## Task to complete
Scan the lines below for the word "front". Copy each line you find it in.
BEGIN Data extract
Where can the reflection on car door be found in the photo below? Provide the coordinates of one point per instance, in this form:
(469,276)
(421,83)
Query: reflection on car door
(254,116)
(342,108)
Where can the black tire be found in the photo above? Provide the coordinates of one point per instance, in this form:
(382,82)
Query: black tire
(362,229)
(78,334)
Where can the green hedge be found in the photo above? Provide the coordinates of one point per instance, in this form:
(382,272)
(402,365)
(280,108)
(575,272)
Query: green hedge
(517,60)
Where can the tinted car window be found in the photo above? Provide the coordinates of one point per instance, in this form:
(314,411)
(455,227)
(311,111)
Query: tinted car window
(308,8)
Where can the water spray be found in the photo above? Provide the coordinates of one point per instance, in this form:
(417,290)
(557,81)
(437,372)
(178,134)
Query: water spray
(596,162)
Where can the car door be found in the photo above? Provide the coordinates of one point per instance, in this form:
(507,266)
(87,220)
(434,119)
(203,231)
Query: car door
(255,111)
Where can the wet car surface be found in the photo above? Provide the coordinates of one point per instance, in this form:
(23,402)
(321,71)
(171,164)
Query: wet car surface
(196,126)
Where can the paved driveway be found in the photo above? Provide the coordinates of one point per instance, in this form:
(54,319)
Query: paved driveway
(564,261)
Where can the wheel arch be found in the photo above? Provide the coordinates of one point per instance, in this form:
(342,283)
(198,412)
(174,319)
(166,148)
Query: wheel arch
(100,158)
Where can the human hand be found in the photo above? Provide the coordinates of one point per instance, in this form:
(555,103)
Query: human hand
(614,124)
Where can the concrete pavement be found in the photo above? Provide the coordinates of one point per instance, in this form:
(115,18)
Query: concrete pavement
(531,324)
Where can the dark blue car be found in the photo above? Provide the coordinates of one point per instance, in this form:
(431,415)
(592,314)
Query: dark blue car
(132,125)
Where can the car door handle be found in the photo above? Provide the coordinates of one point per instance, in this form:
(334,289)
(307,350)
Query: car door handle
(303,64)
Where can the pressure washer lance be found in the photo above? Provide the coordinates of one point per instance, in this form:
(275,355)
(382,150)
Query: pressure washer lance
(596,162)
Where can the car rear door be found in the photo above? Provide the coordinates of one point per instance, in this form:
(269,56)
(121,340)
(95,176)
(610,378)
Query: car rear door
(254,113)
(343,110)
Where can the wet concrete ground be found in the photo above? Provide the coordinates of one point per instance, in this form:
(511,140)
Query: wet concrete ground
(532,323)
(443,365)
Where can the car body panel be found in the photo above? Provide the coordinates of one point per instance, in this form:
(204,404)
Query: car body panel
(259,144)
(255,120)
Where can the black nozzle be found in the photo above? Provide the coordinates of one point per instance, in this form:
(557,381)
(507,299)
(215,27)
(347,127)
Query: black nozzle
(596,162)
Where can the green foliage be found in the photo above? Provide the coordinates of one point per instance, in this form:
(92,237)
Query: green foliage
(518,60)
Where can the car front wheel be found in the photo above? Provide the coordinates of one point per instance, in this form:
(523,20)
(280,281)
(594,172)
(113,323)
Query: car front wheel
END Data extract
## Answer section
Where can the car front wheel be found in the photo above? Provide the coordinates of one point per instance, in this form:
Query: car front wheel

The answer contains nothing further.